Copy out, exactly as given, every line from the line with "[segment] shoulder patch" to the end of the listing, both of those lines included.

### [Excerpted data]
▬▬▬▬▬▬

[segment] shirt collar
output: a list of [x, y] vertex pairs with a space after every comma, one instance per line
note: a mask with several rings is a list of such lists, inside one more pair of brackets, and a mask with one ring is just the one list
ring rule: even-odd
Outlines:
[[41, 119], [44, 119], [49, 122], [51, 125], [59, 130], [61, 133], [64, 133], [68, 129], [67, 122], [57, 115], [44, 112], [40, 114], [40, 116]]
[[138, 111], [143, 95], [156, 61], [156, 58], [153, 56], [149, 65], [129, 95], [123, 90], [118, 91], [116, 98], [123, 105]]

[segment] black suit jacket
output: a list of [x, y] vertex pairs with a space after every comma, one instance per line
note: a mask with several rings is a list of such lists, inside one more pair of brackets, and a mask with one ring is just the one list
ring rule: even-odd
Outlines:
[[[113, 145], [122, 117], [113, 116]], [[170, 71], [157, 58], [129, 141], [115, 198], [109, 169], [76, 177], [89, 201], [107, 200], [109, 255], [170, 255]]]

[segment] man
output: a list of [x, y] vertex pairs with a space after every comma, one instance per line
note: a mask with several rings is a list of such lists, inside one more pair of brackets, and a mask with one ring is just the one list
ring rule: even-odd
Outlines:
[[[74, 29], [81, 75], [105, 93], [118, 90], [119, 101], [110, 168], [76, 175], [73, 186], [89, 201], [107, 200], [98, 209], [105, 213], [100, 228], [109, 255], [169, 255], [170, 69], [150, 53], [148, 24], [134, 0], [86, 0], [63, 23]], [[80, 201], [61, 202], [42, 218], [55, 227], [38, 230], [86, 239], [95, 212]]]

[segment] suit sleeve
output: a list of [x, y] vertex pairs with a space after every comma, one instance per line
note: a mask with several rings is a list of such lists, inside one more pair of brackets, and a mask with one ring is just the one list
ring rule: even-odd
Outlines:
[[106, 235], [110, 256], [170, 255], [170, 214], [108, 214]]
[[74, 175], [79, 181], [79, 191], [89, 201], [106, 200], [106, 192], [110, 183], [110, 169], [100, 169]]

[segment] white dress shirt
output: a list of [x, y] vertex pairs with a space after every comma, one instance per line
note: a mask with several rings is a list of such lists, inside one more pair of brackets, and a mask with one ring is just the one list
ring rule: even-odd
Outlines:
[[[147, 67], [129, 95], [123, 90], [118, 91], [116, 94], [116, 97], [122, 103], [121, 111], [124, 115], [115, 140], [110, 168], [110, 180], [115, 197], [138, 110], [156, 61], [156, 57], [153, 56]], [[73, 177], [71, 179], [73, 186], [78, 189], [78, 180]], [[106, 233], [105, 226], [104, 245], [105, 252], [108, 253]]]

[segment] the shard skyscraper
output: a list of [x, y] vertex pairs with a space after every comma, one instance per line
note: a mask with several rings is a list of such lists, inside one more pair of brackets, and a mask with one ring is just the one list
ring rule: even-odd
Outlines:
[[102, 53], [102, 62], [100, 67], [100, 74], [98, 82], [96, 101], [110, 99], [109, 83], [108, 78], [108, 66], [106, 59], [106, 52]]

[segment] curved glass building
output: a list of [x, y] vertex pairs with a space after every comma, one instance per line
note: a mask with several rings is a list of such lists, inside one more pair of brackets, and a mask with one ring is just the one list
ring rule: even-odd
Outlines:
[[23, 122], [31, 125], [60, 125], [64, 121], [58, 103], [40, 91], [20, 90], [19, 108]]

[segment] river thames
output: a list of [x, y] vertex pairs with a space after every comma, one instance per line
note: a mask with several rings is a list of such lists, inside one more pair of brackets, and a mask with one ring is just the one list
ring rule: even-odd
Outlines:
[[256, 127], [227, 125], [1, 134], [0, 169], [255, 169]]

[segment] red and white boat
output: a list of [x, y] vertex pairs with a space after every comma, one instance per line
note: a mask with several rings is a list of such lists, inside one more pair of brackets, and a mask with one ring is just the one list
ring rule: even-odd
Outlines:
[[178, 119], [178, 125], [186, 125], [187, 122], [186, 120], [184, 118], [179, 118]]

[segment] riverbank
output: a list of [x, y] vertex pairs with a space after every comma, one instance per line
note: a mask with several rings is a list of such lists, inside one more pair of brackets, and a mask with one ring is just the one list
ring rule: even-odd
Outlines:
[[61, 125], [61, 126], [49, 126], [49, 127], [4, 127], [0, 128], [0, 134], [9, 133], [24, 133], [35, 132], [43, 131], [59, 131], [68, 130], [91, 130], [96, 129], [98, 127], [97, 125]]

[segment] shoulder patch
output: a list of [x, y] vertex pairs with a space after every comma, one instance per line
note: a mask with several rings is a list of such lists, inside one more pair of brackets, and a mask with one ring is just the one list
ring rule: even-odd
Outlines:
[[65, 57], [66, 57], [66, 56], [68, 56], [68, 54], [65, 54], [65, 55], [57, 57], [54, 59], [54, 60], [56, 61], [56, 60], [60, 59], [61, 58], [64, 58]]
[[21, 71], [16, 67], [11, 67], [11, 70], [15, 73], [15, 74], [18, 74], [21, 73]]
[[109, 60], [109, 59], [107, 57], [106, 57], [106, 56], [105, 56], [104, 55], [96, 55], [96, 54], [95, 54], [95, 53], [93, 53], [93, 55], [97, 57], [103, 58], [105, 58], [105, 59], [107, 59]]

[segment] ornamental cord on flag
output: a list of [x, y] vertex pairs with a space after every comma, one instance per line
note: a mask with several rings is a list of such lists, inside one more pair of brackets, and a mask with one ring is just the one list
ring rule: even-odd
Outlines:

▬▬▬▬▬▬

### [Exercise answer]
[segment] shoulder patch
output: a list of [x, y] vertex pairs with a space after every comma, one instance per line
note: a mask with several rings is a list of such lists, inside one more pair of brackets, and a mask with one ring is just the one list
ring rule: even-odd
Outlines:
[[65, 57], [66, 57], [66, 56], [68, 56], [68, 54], [65, 54], [65, 55], [57, 57], [54, 59], [54, 60], [56, 61], [56, 60], [60, 59], [61, 58], [64, 58]]
[[21, 71], [16, 67], [11, 67], [11, 70], [15, 73], [15, 74], [18, 74], [21, 73]]
[[109, 60], [109, 59], [107, 57], [106, 57], [106, 56], [105, 56], [104, 55], [96, 55], [96, 54], [95, 54], [95, 53], [93, 53], [93, 55], [97, 57], [103, 58], [105, 58], [105, 59], [107, 59]]

[segment] ornamental cord on flag
output: a list of [x, y] vertex pairs with a space after every comma, one instance per line
note: a mask with several rings is a list of such lists, inside one more pair of brackets, and a mask with one ring is just the one list
ring rule: even-odd
Outlines:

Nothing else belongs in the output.